B. ナノ物質を含む製品の欧州登録制度の目的
 ナノ物質(NMs)は、新たな法的チャレンジを提起する。現在まで、ナノ物質のための特別の規制は、限られた場合にだけ確立されている。現在検討されている大きなプロジェクトは、ナノ物質を含む製品の登録(以後ナノ製品登録:NPR)により、適用されるナノ物質に関して透明性を生み出すと共に、中央の物質関連条項を改訂することである。この報告書はナノ製品登録(NPR)だけに関わるものとする。物質関連条項の改訂に関する考えは別途開発されている。

 どのような規制についても必要な条件はナノ物質の定義である。欧州委員会は2011年10月にナノ物質の定義に関する勧告を発表した[1] 。我々はこの勧告を法の異なる分野におけるナノ物質の規制のために基本的に適切であると考えている。

課題入力データ –
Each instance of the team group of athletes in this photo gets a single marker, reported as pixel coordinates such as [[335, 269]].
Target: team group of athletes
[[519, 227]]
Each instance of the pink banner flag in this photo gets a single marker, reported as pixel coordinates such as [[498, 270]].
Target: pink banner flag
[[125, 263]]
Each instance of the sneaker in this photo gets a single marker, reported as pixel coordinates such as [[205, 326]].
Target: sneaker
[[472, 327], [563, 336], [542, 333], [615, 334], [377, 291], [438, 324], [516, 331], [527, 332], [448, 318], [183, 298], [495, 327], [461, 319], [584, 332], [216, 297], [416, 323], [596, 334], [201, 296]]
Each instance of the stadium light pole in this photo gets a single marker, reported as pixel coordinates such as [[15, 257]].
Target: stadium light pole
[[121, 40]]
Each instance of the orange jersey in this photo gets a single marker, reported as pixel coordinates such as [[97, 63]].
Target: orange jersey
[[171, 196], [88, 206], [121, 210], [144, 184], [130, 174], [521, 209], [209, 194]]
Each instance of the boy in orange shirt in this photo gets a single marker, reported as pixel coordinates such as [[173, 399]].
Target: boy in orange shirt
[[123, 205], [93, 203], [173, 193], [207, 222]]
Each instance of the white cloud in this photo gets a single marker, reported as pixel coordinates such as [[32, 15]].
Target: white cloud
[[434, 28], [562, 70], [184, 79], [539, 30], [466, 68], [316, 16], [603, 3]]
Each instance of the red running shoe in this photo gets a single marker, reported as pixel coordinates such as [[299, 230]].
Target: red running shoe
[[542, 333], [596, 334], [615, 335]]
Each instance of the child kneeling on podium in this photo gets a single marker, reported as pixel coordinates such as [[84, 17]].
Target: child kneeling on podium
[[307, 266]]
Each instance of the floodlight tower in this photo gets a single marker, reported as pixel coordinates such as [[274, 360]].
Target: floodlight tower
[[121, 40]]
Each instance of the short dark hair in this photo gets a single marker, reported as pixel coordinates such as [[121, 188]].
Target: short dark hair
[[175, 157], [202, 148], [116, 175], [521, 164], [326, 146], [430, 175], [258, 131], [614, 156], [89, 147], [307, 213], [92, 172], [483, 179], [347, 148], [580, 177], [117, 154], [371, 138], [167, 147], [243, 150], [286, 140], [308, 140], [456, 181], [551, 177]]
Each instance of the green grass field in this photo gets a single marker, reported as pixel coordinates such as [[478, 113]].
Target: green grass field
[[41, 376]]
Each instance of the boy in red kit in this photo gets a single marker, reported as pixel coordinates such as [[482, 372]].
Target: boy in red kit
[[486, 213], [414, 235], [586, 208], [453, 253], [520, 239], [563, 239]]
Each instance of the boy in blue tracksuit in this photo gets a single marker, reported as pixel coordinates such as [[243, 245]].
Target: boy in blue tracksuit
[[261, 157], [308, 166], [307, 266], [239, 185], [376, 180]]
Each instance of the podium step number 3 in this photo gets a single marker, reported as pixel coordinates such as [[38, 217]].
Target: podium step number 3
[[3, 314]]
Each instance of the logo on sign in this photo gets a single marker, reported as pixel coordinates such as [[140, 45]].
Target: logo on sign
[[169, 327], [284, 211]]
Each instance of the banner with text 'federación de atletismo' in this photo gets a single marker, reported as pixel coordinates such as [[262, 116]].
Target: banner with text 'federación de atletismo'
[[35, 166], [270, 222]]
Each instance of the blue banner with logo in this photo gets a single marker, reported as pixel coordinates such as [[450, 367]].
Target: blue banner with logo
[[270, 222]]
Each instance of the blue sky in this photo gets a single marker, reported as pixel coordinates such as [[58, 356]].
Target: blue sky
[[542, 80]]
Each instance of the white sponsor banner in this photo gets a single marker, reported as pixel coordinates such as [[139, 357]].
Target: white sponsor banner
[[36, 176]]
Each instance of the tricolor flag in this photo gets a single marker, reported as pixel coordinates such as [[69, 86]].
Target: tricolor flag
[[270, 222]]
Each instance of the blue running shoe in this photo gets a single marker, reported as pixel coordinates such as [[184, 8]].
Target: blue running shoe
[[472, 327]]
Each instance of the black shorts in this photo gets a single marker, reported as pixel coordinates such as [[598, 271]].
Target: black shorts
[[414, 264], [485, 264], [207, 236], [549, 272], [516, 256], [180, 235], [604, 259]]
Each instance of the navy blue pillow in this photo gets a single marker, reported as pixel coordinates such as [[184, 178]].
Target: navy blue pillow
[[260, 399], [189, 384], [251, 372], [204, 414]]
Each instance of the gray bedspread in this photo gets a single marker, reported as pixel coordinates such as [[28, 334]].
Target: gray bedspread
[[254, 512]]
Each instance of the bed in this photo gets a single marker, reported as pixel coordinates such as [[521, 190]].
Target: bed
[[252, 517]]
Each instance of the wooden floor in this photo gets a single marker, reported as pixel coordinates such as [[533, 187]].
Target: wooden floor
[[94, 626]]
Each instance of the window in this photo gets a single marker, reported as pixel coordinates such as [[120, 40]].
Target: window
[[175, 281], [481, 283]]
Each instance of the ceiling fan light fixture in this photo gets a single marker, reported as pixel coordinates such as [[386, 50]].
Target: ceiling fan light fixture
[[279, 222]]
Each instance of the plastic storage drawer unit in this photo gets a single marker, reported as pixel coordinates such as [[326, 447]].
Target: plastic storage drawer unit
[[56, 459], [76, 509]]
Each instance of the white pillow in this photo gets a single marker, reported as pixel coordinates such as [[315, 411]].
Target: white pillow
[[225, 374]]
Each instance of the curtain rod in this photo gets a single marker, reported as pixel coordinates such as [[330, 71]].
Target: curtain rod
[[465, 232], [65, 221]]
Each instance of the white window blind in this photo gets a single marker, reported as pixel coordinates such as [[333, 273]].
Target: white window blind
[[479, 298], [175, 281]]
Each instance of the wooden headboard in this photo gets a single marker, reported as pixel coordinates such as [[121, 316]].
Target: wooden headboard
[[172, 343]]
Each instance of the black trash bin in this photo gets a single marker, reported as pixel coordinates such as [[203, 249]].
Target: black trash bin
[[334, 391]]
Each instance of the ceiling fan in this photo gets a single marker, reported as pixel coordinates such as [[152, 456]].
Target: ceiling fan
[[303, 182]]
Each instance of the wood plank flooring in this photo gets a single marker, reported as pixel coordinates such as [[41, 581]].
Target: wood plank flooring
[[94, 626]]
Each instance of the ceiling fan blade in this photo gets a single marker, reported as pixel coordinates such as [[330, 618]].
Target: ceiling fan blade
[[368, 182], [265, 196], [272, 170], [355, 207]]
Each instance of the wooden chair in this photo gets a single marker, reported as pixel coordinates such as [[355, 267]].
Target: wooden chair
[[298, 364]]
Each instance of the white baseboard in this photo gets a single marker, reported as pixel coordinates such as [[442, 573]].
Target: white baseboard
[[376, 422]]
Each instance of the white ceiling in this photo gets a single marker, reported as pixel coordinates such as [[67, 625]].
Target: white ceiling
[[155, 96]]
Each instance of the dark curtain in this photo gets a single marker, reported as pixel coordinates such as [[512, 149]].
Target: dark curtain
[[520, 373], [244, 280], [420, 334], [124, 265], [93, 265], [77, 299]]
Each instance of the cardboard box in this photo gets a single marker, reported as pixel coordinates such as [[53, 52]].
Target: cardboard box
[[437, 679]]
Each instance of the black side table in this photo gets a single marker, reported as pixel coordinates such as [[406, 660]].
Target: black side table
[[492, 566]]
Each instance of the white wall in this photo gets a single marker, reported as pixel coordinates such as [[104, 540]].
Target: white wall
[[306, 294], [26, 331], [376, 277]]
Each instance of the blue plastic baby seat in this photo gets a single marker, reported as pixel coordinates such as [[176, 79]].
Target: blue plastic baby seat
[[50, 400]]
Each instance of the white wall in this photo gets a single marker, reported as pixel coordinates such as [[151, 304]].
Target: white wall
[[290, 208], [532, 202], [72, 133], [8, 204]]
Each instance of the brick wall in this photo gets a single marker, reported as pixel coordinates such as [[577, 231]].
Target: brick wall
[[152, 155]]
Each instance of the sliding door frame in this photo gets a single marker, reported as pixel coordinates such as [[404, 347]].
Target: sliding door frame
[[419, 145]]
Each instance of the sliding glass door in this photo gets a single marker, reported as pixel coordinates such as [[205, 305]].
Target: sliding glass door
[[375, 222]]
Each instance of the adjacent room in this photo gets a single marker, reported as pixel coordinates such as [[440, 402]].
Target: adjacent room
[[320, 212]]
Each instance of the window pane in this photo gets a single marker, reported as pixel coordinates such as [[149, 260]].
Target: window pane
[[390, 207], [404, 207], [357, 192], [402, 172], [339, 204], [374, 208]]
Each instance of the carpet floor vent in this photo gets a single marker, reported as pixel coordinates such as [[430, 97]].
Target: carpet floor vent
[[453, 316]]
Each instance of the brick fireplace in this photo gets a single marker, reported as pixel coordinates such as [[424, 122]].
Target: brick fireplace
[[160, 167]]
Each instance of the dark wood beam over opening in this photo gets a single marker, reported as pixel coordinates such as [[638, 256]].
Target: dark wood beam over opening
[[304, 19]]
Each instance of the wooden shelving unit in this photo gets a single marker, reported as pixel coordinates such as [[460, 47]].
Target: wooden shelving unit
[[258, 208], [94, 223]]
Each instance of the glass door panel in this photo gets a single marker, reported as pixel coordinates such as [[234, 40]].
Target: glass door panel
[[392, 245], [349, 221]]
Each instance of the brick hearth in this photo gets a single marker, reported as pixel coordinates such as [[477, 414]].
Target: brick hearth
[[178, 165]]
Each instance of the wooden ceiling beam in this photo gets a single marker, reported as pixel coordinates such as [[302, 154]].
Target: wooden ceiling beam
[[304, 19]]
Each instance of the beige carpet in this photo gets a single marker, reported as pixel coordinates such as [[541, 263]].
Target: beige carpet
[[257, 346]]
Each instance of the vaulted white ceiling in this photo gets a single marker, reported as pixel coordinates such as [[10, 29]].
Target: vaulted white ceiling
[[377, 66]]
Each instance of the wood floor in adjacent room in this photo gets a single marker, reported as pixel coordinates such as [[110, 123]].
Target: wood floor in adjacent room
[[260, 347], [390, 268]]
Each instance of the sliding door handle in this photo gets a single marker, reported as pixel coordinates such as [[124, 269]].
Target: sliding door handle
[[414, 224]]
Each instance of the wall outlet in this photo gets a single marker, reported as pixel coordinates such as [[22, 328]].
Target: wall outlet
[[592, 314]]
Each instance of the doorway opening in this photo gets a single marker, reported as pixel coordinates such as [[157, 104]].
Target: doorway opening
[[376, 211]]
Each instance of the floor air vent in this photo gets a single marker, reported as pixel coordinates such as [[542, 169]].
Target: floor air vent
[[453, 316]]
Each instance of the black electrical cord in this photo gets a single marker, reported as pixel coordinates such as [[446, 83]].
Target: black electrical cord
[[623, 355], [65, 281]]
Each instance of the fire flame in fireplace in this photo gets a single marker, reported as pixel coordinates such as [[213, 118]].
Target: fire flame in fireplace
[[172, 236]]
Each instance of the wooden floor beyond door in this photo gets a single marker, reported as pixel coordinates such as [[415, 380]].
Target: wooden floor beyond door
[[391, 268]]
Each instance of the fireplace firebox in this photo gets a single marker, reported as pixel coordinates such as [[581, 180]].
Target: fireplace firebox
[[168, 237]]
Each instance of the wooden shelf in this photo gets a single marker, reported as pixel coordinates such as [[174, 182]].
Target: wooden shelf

記述課題 –
**1)** 上のナノ製品登録制度に関する抜粋から、「B. ナノ物質を含む製品の欧州登録制度の目的」から「る考えは別途開発されている。」までの範囲(両端を含む)を一字一句変えずに出力せよ。
**2)** 上の記録で文字列「podium」を含む行を数え、その行数のみを答えよ。

記述解答 –
**1)**
B. ナノ物質を含む製品の欧州登録制度の目的
 ナノ物質(NMs)は、新たな法的チャレンジを提起する。現在まで、ナノ物質のための特別の規制は、限られた場合にだけ確立されている。現在検討されている大きなプロジェクトは、ナノ物質を含む製品の登録(以後ナノ製品登録:NPR)により、適用されるナノ物質に関して透明性を生み出すと共に、中央の物質関連条項を改訂することである。この報告書はナノ製品登録(NPR)だけに関わるものとする。物質関連条項の改訂に関する考えは別途開発されている。

**2)** 4